▶ [To do]: From the first line to the last, copy the listing exactly and omit the images.

━━━━━━━━

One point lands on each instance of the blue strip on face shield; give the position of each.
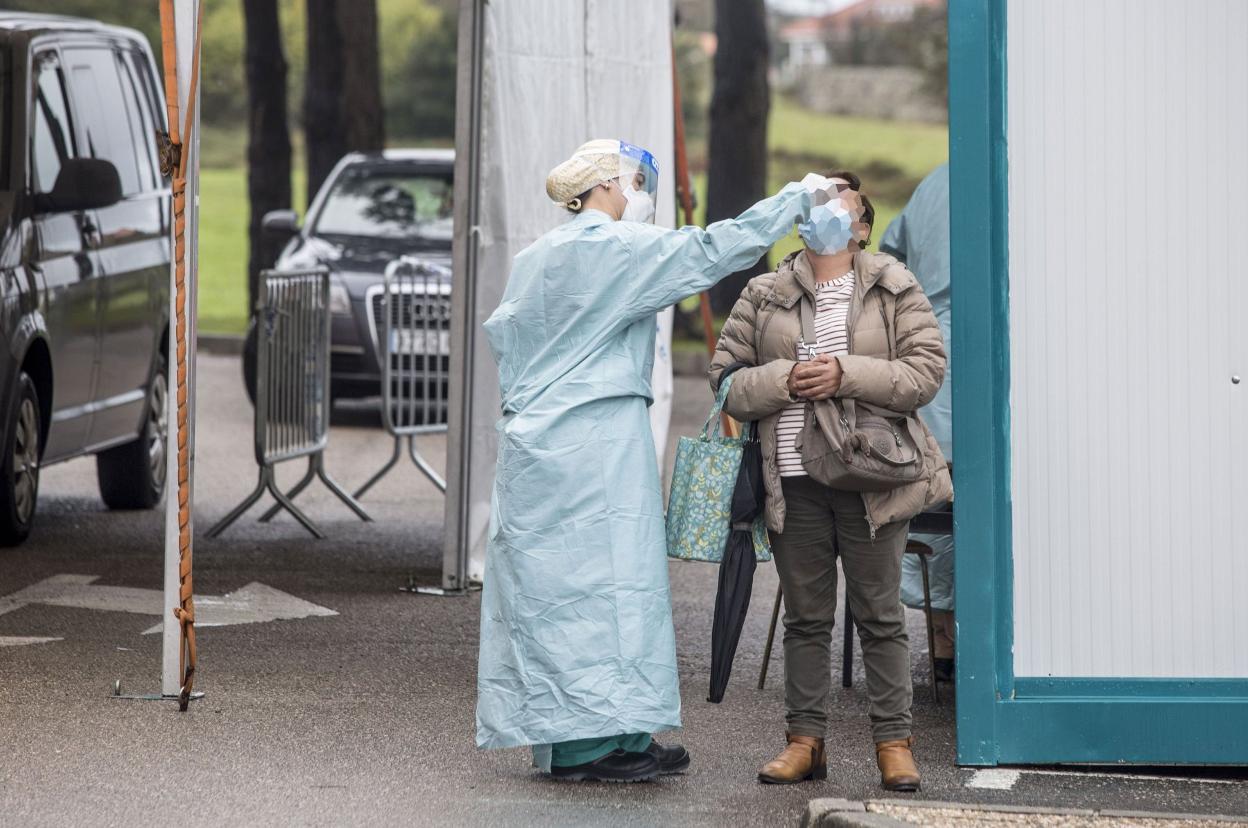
(639, 181)
(642, 164)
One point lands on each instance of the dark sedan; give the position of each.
(372, 210)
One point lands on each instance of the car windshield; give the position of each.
(388, 204)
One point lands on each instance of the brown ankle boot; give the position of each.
(897, 768)
(803, 758)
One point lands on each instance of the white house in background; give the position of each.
(809, 43)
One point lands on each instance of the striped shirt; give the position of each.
(831, 310)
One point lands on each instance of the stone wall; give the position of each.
(894, 93)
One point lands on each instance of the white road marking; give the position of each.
(994, 779)
(1131, 777)
(20, 641)
(252, 603)
(1006, 778)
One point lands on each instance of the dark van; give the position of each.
(84, 262)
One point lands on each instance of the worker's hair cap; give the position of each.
(592, 164)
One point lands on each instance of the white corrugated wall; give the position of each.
(1128, 226)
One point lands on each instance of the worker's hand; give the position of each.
(815, 182)
(820, 379)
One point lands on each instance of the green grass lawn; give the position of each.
(891, 156)
(224, 215)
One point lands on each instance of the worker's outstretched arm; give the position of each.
(670, 265)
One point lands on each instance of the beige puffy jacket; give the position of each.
(896, 360)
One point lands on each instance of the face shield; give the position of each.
(639, 182)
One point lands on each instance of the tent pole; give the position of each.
(456, 561)
(182, 100)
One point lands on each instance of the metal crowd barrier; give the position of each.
(411, 325)
(292, 390)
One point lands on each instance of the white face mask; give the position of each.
(639, 207)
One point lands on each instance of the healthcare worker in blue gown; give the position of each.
(577, 647)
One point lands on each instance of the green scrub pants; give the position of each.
(565, 754)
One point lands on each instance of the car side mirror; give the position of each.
(281, 224)
(82, 184)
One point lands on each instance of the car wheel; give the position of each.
(132, 476)
(248, 361)
(19, 466)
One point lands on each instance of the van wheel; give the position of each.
(132, 476)
(19, 465)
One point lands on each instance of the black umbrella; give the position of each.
(736, 568)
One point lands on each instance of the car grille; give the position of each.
(412, 311)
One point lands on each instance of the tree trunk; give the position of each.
(362, 108)
(325, 134)
(268, 138)
(342, 99)
(738, 146)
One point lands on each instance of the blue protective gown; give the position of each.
(575, 618)
(920, 237)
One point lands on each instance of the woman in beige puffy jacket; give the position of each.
(877, 341)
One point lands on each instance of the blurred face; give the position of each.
(853, 201)
(836, 221)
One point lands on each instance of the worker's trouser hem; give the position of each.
(565, 754)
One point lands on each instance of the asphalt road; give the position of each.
(367, 717)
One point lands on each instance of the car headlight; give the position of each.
(340, 301)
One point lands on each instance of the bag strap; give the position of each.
(808, 322)
(716, 409)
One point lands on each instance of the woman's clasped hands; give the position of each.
(819, 379)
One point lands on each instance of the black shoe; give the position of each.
(673, 759)
(615, 766)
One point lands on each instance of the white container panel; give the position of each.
(1128, 215)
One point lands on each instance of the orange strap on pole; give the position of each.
(174, 162)
(685, 194)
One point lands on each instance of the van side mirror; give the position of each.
(281, 224)
(82, 184)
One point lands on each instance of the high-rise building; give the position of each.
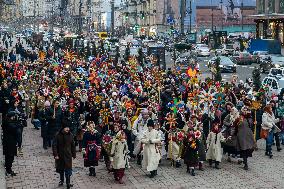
(270, 19)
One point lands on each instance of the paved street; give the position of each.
(36, 170)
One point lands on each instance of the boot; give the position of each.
(178, 164)
(68, 182)
(90, 171)
(217, 165)
(192, 172)
(210, 162)
(94, 172)
(246, 163)
(139, 159)
(200, 166)
(152, 174)
(187, 169)
(61, 179)
(20, 151)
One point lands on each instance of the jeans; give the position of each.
(36, 123)
(269, 141)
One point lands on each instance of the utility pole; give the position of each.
(112, 17)
(212, 17)
(190, 15)
(182, 15)
(242, 7)
(222, 24)
(80, 18)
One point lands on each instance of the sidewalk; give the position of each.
(36, 170)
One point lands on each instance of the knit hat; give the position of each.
(47, 103)
(150, 123)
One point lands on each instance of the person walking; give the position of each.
(119, 158)
(214, 139)
(45, 116)
(10, 128)
(151, 153)
(63, 151)
(91, 148)
(269, 123)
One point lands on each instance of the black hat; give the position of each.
(150, 123)
(11, 114)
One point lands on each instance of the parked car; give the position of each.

━━━━━━━━

▶ [Output]:
One point lands on each instance of the blue strip on face shield; give the position of each.
(639, 181)
(642, 164)
One point lands on each instance of the dark sedan; give the position of each.
(372, 210)
One point lands on each instance of the car windshield; give the position of each.
(388, 204)
One point lands on each instance of the brown ankle boot; give the position of each.
(897, 768)
(803, 758)
One point lands on each instance of the white house in background; give the position of each.
(809, 43)
One point lands on each instance of the striped shirt; give the position of each.
(831, 310)
One point lands on each instance of the stone wall; give the position of each.
(894, 93)
One point lands on each instance of the white road marking; give the position of each.
(994, 779)
(1131, 777)
(20, 641)
(252, 603)
(1006, 778)
One point lands on each instance of the dark van; give the position of each.
(84, 262)
One point lands on each instance of the worker's hair cap; give the position of each.
(592, 164)
One point lands on each instance of the white corrugated wall; give the position of each.
(1128, 226)
One point lands on each instance of the worker's hand; give the position of each.
(815, 182)
(820, 379)
One point lands on each instance of the green grass lawn; give the position of each.
(891, 156)
(224, 215)
One point lands on each instance of the worker's outstretched arm; give the position of each.
(670, 265)
One point lands on each instance of the beige puffy jacket; give the position of each.
(896, 360)
One point lands on each instance of the face shield; give the position of each.
(639, 182)
One point lands on each instance of the tent pole; give the position of each.
(456, 561)
(182, 100)
One point lands on each instance of the metal crowd barrier; give the position of each.
(411, 325)
(292, 390)
One point lands on each instance of the white face mask; give the position of each.
(639, 207)
One point lands on each instance of the healthcare worker in blue gown; give the position of each.
(577, 647)
One point lands on each instance of the green scrub pants; give the position of each.
(565, 754)
One point lands on each instance of the car side mirror; give the position of each.
(281, 224)
(82, 184)
One point lands on each instance of the car wheel; give the position of each.
(132, 476)
(248, 361)
(19, 466)
One point lands on each instance of the van wheel; give the position of each.
(132, 476)
(19, 465)
One point lands on each instance of the black umbrella; give the position of each.
(736, 568)
One point lands on each instance of the car grille; give the position of each.
(412, 311)
One point lands on each instance of the tree trunk; give the position of each.
(362, 108)
(325, 134)
(268, 138)
(342, 99)
(738, 146)
One point lands on each instance of the blue protective gown; give the position of each.
(575, 618)
(920, 237)
One point lands on each instance of the woman in beige puffy jacket; give the position of each.
(877, 341)
One point lands on each instance of the blurred face; give the position of each.
(853, 201)
(836, 221)
One point lands on each instance of the worker's trouser hem; give the position of each.
(565, 754)
One point lands on each instance of the asphalt road; give the position of each.
(367, 717)
One point lands on each instance of the car headlight; give the position of each.
(340, 301)
One point lands on each instance of the bag strap; give the position of each.
(808, 322)
(716, 409)
One point lands on each instance of the woman's clasped hands; give the position of each.
(819, 379)
One point lands on each instance of the black shoe; give the position of each.
(673, 759)
(615, 766)
One point lands on each instance of the white container panel; give the position of each.
(1128, 215)
One point lands on each instance of the orange strap on pole; give the position of each.
(174, 162)
(685, 194)
One point lands on each instance of the van side mirror; give the position of each.
(281, 224)
(82, 184)
One point lands on each instance of the high-rise building; give the position of each.
(270, 19)
One point lands on each instance of the paved street; give the position of each.
(36, 170)
One point lands on each instance of the boot; give the position of each.
(178, 164)
(68, 182)
(90, 171)
(217, 165)
(192, 172)
(210, 162)
(94, 172)
(246, 163)
(139, 159)
(200, 166)
(152, 174)
(187, 169)
(61, 179)
(20, 151)
One point lands on each instance of the jeans; give the position of each.
(36, 123)
(269, 141)
One point lands on each instance of the utility pole; give the position of each.
(112, 17)
(212, 17)
(190, 15)
(182, 15)
(242, 7)
(222, 24)
(80, 18)
One point lands on each instance of the sidewalk; give the position of each.
(36, 170)
One point lands on each instance of the knit hat; give the position of each.
(47, 103)
(150, 123)
One point lands on each instance of the person walking; give the position of each.
(119, 158)
(214, 139)
(45, 116)
(10, 128)
(151, 153)
(63, 151)
(91, 148)
(269, 123)
One point lands on each instance of the black hat; give the position of each.
(150, 123)
(11, 114)
One point lands on each instance of the parked car; give the position of each.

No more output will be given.